Rewrite the part of the listing that opens with the line containing "Provide the outline of every instance of the orange" and closes with the line containing "173 L 61 166", putting "hardwood floor" in place of "wooden floor" and leaving everything else as it is.

"""

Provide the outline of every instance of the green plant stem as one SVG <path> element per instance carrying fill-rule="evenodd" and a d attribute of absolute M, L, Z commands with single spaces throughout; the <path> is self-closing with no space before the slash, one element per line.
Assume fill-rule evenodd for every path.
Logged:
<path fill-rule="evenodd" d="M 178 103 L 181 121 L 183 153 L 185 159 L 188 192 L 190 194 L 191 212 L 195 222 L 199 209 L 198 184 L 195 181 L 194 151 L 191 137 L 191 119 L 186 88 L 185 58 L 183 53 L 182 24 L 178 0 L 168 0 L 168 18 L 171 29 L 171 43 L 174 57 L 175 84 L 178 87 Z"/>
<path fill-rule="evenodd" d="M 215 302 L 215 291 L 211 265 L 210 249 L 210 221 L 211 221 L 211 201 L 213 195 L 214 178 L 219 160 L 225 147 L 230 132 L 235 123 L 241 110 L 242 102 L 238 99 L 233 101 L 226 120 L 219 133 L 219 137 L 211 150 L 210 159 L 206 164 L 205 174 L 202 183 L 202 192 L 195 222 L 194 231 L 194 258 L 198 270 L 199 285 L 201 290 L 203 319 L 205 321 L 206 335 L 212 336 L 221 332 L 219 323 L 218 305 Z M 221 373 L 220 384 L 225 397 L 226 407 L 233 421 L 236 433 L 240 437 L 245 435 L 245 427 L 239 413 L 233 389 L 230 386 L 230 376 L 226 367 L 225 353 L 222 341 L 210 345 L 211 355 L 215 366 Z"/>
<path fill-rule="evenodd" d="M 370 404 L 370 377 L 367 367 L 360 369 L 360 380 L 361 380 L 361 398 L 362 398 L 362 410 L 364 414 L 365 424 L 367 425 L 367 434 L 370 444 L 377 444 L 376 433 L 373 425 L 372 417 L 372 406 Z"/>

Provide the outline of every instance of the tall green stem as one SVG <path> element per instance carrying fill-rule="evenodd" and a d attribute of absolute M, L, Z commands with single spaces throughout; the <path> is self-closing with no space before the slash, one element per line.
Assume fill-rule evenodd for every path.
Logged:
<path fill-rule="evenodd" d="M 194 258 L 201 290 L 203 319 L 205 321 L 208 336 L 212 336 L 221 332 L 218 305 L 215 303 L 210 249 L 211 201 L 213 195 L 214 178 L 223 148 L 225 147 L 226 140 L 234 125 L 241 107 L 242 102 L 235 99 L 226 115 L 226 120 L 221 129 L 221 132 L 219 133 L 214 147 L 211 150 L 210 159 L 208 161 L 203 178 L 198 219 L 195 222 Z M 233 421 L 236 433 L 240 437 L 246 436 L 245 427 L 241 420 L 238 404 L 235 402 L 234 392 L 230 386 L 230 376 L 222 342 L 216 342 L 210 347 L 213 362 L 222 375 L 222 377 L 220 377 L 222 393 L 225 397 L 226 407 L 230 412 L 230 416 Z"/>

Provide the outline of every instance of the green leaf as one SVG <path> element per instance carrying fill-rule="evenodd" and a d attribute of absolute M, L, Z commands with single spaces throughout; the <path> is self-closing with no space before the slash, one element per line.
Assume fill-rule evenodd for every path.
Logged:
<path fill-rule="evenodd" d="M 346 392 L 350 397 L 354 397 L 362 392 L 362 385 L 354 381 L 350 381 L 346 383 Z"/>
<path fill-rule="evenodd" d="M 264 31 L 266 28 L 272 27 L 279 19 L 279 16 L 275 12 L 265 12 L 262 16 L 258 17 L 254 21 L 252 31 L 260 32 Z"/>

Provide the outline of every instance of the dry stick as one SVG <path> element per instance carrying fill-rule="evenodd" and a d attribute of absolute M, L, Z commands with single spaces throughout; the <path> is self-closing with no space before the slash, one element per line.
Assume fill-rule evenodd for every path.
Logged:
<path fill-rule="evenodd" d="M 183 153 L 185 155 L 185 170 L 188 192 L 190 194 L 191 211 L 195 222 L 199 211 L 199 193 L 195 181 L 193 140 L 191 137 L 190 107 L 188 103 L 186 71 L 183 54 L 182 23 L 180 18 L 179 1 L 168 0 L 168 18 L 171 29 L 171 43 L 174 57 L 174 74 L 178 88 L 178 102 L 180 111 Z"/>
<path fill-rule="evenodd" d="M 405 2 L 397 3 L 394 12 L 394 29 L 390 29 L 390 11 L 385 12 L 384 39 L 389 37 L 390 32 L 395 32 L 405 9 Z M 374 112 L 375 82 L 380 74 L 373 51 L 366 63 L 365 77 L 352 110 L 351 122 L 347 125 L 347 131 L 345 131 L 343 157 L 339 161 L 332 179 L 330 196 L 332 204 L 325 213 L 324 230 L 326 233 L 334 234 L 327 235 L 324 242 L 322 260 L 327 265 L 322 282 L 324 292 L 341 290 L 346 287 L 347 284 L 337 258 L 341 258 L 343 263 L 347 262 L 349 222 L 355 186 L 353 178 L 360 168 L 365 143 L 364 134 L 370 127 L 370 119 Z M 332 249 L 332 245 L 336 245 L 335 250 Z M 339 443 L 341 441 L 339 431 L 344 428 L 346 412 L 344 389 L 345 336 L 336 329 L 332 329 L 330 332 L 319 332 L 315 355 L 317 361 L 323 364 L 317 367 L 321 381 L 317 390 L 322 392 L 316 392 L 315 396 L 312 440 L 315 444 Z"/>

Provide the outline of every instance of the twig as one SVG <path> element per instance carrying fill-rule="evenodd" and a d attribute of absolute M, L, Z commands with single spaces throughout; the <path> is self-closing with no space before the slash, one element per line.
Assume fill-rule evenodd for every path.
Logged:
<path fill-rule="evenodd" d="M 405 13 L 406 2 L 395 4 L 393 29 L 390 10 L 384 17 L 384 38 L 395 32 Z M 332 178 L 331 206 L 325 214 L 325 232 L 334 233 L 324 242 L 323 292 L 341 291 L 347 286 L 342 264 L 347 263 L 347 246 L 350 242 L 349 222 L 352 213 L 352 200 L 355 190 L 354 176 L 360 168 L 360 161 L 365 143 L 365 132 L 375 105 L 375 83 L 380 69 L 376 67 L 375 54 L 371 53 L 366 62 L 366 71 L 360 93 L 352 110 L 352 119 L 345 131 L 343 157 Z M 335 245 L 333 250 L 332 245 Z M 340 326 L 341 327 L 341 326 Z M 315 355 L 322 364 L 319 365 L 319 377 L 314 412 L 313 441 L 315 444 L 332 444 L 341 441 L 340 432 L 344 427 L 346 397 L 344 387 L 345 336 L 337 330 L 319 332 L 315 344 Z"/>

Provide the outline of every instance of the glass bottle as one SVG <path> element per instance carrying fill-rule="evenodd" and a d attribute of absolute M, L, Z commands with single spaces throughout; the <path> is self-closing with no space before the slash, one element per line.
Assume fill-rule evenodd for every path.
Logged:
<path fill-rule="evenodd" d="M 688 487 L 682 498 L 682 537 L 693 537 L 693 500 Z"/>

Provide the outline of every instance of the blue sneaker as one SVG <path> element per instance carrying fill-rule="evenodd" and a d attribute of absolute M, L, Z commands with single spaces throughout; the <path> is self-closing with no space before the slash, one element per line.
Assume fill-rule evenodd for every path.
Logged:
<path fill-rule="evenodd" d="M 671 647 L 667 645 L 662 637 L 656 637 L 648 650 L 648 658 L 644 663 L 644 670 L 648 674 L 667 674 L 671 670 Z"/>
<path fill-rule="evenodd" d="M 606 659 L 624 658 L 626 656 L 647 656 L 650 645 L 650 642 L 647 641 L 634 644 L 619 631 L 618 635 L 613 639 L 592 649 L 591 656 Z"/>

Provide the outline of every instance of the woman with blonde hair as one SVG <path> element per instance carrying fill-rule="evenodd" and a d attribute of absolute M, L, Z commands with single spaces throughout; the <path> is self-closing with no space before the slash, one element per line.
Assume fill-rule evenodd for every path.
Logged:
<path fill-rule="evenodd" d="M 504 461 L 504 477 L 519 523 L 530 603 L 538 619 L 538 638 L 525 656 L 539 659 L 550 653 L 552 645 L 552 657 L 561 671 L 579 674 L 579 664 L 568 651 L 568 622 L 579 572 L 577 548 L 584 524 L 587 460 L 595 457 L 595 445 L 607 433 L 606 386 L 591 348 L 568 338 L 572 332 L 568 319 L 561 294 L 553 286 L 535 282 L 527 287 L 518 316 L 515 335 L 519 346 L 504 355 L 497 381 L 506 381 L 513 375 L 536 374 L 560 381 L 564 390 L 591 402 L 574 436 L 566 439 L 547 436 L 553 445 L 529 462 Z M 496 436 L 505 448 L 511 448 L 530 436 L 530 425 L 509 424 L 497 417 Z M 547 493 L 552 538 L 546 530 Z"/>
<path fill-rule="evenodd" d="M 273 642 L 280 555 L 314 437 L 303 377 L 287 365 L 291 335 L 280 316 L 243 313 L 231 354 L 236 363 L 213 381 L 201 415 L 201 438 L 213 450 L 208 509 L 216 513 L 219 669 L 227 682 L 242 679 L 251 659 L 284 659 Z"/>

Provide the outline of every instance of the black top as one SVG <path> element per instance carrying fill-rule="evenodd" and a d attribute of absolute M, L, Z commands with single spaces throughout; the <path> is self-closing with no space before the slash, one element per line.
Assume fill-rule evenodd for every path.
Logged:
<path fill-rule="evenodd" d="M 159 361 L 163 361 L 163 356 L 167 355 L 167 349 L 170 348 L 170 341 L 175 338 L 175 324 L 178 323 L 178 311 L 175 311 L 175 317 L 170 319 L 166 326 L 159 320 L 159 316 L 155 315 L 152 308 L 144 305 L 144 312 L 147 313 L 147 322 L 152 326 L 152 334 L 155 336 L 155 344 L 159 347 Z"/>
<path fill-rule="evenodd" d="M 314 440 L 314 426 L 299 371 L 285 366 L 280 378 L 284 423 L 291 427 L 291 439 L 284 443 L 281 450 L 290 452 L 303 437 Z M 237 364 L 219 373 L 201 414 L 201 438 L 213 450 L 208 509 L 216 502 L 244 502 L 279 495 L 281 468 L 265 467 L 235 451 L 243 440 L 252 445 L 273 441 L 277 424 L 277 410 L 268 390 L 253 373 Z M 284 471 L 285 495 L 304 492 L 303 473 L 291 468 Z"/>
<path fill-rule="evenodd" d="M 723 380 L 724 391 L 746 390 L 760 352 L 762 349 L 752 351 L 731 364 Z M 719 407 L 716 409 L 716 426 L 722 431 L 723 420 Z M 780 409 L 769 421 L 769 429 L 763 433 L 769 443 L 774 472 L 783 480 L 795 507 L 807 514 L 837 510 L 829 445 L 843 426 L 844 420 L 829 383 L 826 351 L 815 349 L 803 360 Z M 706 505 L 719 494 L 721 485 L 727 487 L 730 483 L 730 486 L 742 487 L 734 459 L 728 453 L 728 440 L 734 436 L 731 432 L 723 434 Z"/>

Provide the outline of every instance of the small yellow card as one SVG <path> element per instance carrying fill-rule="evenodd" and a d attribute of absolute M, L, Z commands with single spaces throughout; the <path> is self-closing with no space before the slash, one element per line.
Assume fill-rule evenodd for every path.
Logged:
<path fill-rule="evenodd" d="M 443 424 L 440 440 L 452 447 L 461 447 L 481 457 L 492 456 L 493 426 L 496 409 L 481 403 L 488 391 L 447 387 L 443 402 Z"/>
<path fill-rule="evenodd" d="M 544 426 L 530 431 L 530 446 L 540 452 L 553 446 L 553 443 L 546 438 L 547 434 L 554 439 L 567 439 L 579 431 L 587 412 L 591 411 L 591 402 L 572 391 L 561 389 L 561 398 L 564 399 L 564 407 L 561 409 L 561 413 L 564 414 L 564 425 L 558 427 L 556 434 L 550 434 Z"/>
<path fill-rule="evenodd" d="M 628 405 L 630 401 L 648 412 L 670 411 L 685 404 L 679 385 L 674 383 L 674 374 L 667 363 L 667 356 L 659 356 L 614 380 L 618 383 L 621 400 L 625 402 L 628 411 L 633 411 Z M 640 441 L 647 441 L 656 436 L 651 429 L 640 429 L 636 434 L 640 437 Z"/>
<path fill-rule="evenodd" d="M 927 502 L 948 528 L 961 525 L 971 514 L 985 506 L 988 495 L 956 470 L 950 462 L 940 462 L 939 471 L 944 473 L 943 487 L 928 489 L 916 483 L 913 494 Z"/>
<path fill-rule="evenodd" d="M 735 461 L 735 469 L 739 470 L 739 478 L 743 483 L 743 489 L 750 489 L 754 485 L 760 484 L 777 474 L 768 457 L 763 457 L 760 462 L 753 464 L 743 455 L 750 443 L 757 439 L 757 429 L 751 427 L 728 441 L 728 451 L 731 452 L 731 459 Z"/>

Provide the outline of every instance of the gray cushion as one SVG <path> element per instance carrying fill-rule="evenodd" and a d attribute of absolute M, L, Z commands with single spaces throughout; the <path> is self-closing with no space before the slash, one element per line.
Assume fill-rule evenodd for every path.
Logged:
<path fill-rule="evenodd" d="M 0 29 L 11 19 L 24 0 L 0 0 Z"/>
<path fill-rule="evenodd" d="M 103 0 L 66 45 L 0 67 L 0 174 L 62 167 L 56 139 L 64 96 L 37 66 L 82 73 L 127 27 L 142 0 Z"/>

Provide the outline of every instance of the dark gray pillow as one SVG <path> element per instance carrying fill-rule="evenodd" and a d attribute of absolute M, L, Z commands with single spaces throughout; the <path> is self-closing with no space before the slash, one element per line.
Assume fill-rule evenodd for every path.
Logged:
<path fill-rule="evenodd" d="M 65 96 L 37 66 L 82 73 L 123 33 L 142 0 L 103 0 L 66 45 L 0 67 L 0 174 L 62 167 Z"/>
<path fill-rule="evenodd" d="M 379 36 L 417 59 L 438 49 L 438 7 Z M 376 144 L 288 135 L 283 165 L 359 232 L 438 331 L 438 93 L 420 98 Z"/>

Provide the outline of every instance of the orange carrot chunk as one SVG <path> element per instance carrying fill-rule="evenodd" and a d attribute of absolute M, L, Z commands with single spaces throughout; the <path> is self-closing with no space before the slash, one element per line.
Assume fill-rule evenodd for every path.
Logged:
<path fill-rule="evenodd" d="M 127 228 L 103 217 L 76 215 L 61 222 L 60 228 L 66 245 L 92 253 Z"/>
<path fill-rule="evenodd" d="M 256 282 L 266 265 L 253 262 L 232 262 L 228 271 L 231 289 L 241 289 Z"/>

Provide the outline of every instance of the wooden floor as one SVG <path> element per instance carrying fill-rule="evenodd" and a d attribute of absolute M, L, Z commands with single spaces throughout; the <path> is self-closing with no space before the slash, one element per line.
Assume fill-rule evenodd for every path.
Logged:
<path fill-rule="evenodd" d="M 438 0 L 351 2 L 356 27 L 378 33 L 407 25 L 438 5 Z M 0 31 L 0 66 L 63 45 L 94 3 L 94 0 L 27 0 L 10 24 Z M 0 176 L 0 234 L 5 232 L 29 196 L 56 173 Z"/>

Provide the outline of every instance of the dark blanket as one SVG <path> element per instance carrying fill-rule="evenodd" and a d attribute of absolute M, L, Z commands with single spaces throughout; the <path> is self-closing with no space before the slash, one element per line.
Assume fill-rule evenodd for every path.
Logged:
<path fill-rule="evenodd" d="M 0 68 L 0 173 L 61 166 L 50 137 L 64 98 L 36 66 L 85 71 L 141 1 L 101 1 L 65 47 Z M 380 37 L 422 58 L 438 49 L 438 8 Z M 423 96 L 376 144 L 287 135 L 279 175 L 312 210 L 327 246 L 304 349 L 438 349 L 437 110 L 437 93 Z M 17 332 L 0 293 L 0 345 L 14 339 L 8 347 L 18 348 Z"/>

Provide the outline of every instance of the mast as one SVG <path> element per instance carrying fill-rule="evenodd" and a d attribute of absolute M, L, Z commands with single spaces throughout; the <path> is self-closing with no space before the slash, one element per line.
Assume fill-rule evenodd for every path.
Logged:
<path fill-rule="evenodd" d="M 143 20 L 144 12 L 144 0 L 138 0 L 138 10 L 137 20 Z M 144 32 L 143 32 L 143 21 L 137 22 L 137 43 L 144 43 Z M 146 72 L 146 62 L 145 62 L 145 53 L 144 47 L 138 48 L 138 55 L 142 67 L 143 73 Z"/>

"""

_The solution_
Provide the outline of every instance of the orange carrot chunk as one SVG <path> element per instance carrying fill-rule="evenodd" and a d attribute of absolute M, L, Z commands with single spaces throughout; the <path> is self-closing with no space before the slash, one element per line.
Assume fill-rule evenodd for every path.
Logged:
<path fill-rule="evenodd" d="M 127 228 L 103 217 L 76 215 L 61 222 L 60 228 L 66 245 L 92 253 Z"/>
<path fill-rule="evenodd" d="M 256 282 L 266 265 L 253 262 L 232 262 L 228 271 L 231 289 L 241 289 Z"/>

Provide the outline of every instance of the hardwood floor as one SVG <path> element per instance carrying fill-rule="evenodd" and a d attribute of absolute M, L, Z commands with single spaces throughout; the <path> is self-closing with no space before the slash, one element per line.
Assume fill-rule evenodd for every path.
Logged:
<path fill-rule="evenodd" d="M 438 0 L 351 2 L 356 27 L 378 33 L 407 25 L 438 5 Z M 0 31 L 0 66 L 63 45 L 94 3 L 94 0 L 27 0 L 10 24 Z M 0 176 L 0 234 L 5 232 L 29 196 L 56 173 Z"/>

Provide the outline of every instance of the dark blanket as one SVG <path> element per instance carrying fill-rule="evenodd" and a d attribute of absolute M, L, Z commands with single spaces throughout; the <path> is self-closing with no space before the slash, one element per line.
Assume fill-rule evenodd for every path.
Logged:
<path fill-rule="evenodd" d="M 0 68 L 0 173 L 61 166 L 50 137 L 64 98 L 36 66 L 85 71 L 141 1 L 101 1 L 65 47 Z M 380 37 L 422 58 L 438 49 L 438 8 Z M 423 96 L 376 144 L 287 135 L 279 175 L 312 210 L 327 246 L 304 349 L 438 349 L 437 110 L 437 93 Z M 17 332 L 0 293 L 0 345 L 14 339 L 8 347 L 18 348 Z"/>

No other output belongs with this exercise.